### What is expected
Set down the entries once more, exactly as they are written.

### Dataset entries
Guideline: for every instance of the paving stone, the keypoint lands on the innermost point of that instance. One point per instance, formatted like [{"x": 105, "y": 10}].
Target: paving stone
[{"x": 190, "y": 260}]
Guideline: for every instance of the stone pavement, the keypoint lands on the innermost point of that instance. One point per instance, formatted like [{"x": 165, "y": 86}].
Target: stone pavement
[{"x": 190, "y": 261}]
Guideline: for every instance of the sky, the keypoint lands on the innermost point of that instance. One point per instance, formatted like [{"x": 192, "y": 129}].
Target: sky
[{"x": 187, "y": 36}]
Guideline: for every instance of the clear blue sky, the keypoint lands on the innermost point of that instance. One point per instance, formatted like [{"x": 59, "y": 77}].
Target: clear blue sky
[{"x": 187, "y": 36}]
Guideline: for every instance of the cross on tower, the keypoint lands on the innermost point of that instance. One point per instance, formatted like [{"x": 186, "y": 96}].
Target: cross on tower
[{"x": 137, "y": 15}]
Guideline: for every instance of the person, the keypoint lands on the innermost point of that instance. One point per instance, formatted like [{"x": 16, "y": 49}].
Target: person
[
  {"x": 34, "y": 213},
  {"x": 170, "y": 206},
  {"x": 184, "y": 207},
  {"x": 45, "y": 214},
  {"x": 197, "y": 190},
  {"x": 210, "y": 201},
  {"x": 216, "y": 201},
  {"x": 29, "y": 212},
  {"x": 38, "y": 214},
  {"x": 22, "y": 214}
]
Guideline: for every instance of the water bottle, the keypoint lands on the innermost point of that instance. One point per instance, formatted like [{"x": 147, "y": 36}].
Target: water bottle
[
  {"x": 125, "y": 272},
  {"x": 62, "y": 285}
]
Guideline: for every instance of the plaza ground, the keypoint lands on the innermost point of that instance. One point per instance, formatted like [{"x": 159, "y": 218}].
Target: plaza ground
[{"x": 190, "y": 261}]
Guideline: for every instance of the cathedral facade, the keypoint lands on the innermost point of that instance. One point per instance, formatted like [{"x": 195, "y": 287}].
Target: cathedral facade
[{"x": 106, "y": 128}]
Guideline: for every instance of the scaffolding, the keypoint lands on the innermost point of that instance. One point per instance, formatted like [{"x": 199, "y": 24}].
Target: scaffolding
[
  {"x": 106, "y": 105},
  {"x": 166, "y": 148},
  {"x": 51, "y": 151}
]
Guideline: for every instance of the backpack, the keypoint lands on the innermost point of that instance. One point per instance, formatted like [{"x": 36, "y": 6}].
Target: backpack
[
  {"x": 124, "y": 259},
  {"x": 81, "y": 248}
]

### Response area
Guideline: for every instance of the paving stone, the keypoint lands on the innermost point of that instance. One point per instance, formatted like [{"x": 105, "y": 10}].
Target: paving stone
[{"x": 190, "y": 260}]
Guideline: for every instance of the stone pavement, the keypoint lands on the innermost point of that instance. One point per instance, formatted like [{"x": 165, "y": 86}].
Target: stone pavement
[{"x": 190, "y": 261}]
Guideline: for every instance of the sky, the keypoint lands on the innermost point of that instance. One point per instance, formatted like [{"x": 192, "y": 129}].
Target: sky
[{"x": 187, "y": 36}]
Guideline: for every instance of the clear blue sky, the keypoint lands on the innermost point of that instance. One point per instance, formatted like [{"x": 59, "y": 77}].
Target: clear blue sky
[{"x": 187, "y": 36}]
Guideline: for every instance of the cross on tower, the keypoint lands on the innermost point of that instance. One point per instance, formatted like [{"x": 186, "y": 96}].
Target: cross on tower
[{"x": 137, "y": 15}]
Guideline: for every instance of the person, the keypoint lands on the innermost point of that instance. One point per instance, formatted like [{"x": 16, "y": 49}].
Target: person
[
  {"x": 34, "y": 213},
  {"x": 170, "y": 206},
  {"x": 184, "y": 207},
  {"x": 45, "y": 214},
  {"x": 197, "y": 190},
  {"x": 210, "y": 201},
  {"x": 216, "y": 201},
  {"x": 29, "y": 212},
  {"x": 38, "y": 214},
  {"x": 22, "y": 214}
]
Guideline: for every instance of the water bottle, the keypoint lands on the innermost point of that instance. One point per instance, formatted like [{"x": 147, "y": 36}].
Target: water bottle
[
  {"x": 125, "y": 272},
  {"x": 62, "y": 285}
]
Guideline: for every instance of the plaza ground, the keypoint lands on the innermost point of that instance. One point per instance, formatted like [{"x": 159, "y": 218}].
Target: plaza ground
[{"x": 190, "y": 261}]
Guideline: for every instance of the cathedral facade, the keypoint lands on the innermost point of that instance. One point per instance, formatted like [{"x": 195, "y": 287}].
Target: cathedral facade
[{"x": 106, "y": 128}]
Guideline: for every instance of the scaffolding, the keypoint lands on the innermost point of that instance. One point per instance, formatted like [{"x": 199, "y": 24}].
Target: scaffolding
[
  {"x": 106, "y": 105},
  {"x": 166, "y": 148},
  {"x": 51, "y": 151}
]
Guideline: for every instance of the backpack, the keypoint lands on the innermost point of that instance. One point per instance, formatted like [{"x": 36, "y": 6}].
Target: backpack
[
  {"x": 124, "y": 259},
  {"x": 81, "y": 248}
]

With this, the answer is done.